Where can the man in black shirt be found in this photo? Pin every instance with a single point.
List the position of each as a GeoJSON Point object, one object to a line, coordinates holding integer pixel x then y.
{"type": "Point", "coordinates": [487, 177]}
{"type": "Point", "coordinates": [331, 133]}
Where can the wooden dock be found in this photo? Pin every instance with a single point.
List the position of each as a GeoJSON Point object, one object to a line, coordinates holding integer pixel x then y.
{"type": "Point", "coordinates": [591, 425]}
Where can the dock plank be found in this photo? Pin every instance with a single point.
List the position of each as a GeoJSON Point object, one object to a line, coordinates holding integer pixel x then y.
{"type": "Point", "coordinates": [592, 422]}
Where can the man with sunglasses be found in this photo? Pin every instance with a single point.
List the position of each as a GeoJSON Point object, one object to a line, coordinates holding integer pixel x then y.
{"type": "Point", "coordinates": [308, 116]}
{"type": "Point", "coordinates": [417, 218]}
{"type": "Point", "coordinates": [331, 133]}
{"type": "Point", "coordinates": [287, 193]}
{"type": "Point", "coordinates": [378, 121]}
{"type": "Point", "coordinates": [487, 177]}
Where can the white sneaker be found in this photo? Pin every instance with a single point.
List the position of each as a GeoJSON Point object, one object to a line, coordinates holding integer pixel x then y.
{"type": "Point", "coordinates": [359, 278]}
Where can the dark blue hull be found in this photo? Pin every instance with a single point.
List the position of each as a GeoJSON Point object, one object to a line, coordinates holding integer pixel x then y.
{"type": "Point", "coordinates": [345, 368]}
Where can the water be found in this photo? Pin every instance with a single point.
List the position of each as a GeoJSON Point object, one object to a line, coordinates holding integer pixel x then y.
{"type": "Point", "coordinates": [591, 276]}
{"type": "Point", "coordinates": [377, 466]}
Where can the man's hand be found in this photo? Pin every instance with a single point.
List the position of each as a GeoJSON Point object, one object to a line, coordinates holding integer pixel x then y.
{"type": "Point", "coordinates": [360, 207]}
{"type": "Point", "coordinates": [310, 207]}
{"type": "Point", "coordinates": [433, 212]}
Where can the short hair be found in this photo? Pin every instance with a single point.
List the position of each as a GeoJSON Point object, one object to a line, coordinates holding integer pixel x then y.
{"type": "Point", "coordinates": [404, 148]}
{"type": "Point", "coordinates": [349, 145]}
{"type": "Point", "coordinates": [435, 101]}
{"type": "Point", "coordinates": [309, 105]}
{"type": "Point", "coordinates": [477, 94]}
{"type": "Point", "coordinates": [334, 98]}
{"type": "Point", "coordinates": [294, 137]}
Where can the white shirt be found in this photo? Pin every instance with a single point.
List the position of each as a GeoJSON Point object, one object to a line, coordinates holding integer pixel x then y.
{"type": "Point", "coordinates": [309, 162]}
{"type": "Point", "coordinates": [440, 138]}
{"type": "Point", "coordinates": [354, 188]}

--

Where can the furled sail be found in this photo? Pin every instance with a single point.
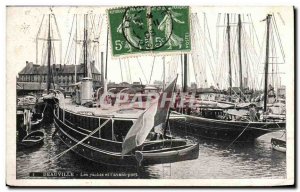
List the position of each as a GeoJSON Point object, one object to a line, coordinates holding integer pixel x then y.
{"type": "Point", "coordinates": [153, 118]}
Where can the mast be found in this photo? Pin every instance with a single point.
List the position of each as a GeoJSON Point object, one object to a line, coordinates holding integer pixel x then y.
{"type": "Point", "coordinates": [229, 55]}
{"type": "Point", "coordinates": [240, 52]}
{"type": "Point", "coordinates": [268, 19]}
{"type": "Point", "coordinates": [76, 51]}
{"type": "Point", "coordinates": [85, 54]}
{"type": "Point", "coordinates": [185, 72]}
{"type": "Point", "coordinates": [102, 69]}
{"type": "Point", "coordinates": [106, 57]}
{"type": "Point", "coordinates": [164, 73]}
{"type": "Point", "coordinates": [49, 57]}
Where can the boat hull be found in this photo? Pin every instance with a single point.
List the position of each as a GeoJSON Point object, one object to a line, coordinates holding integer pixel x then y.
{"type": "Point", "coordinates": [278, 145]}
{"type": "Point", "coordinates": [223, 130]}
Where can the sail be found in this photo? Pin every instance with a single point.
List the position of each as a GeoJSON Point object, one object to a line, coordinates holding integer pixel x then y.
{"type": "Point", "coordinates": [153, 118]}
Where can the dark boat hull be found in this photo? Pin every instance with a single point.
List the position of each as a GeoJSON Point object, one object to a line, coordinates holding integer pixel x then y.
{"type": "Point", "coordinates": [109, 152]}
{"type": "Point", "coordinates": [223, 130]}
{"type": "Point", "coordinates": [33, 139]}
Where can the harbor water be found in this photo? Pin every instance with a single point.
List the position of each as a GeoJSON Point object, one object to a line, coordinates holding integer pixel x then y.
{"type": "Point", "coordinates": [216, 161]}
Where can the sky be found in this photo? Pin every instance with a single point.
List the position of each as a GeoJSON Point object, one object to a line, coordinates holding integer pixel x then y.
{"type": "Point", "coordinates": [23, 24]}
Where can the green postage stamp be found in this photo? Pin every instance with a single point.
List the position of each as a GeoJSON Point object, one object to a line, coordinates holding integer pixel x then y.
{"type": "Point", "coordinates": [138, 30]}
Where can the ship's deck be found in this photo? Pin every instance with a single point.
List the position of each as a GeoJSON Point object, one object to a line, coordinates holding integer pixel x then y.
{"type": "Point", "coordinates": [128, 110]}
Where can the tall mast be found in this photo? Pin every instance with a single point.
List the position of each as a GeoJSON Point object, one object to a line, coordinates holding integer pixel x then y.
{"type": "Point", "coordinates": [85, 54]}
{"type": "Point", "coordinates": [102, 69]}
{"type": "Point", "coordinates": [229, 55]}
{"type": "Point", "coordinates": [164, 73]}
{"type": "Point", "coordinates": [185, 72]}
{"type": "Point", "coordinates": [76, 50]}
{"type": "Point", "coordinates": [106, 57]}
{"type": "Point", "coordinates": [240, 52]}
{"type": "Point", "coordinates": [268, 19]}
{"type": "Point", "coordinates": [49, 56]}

--

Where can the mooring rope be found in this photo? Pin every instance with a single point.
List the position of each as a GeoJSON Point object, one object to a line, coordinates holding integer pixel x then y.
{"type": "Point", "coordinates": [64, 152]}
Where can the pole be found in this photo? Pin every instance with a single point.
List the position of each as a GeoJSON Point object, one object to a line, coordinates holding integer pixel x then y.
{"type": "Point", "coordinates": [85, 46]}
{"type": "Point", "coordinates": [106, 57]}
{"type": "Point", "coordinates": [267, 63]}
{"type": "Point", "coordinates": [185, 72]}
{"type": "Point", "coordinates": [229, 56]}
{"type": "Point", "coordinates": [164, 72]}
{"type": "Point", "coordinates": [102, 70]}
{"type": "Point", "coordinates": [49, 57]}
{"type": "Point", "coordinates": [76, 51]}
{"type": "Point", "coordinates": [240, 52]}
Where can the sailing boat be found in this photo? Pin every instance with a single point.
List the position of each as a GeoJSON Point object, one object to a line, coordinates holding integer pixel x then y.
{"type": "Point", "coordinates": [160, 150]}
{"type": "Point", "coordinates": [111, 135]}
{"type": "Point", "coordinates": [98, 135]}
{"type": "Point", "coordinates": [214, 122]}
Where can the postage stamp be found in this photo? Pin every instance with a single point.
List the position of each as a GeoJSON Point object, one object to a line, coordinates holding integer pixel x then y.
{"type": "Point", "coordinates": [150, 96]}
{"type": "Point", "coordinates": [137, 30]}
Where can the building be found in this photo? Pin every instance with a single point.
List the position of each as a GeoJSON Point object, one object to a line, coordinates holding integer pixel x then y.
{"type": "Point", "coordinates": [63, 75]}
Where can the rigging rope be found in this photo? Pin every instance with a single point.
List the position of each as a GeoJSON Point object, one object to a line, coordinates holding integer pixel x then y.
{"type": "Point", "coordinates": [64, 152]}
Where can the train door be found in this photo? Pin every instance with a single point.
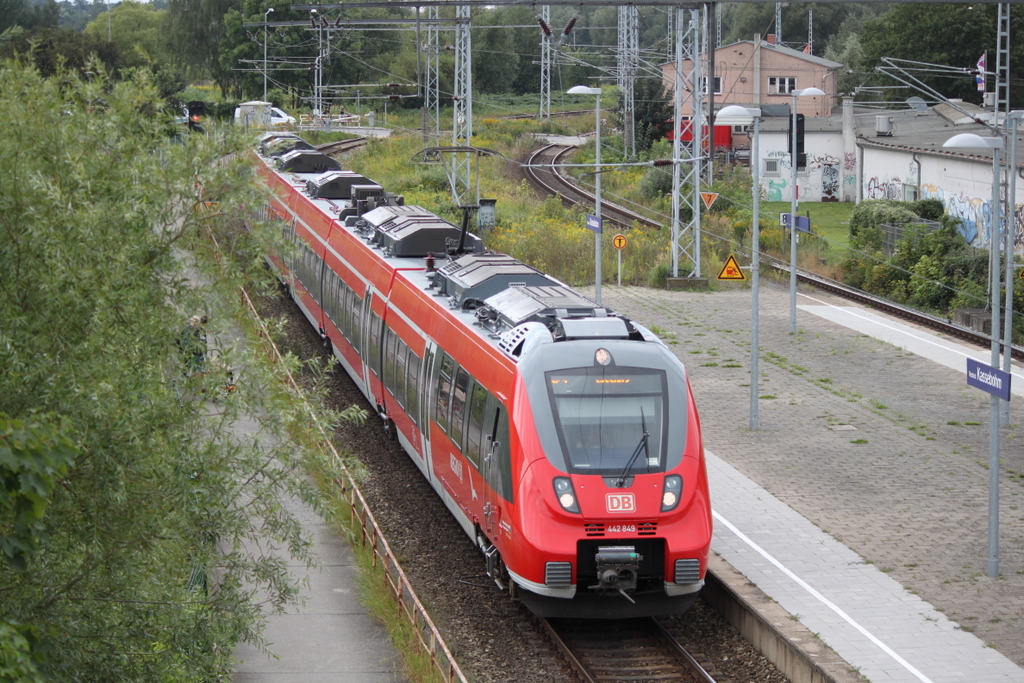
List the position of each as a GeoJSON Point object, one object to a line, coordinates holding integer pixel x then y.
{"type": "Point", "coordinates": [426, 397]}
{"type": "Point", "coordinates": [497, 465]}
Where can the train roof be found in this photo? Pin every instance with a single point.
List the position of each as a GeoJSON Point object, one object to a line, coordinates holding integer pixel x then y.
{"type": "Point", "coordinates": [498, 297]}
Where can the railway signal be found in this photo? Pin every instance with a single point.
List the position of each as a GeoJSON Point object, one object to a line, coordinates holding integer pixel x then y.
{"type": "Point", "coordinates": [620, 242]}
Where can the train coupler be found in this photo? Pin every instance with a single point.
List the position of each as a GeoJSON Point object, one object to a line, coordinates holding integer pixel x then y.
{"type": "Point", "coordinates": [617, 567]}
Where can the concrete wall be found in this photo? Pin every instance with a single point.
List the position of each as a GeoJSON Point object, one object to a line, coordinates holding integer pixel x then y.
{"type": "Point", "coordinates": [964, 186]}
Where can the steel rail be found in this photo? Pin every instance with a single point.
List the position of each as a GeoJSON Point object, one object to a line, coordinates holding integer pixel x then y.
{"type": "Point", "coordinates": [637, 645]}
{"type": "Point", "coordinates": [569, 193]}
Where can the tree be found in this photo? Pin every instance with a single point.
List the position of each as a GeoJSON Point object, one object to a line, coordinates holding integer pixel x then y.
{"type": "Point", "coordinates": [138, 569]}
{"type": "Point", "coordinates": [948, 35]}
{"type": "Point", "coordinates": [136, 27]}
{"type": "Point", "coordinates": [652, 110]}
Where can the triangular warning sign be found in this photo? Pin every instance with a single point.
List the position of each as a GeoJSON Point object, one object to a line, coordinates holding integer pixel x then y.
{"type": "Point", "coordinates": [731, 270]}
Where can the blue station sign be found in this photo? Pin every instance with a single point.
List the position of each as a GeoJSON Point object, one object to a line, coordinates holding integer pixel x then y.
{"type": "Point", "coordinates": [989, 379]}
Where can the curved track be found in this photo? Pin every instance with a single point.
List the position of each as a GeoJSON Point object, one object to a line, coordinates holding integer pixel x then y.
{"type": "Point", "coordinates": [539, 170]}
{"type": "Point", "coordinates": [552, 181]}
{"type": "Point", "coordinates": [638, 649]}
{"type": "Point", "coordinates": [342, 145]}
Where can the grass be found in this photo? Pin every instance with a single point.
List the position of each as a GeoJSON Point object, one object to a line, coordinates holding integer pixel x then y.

**WORK TO COMPLETE:**
In the listing above, find the line containing "Where can the man with" and the line containing "Where can the white sneaker", then retype both and every line between them exactly, with nothing else.

**ANSWER FOR THE TASK:**
Where can the man with sunglasses be found in this photo? Pin every instance with a single point.
List the position of each as a GeoJSON Point object, one object to a line, coordinates holding integer pixel x then y.
{"type": "Point", "coordinates": [308, 116]}
{"type": "Point", "coordinates": [417, 218]}
{"type": "Point", "coordinates": [331, 133]}
{"type": "Point", "coordinates": [287, 193]}
{"type": "Point", "coordinates": [378, 121]}
{"type": "Point", "coordinates": [487, 177]}
Where can the white sneaker be found in this photo? Pin every instance with a single point.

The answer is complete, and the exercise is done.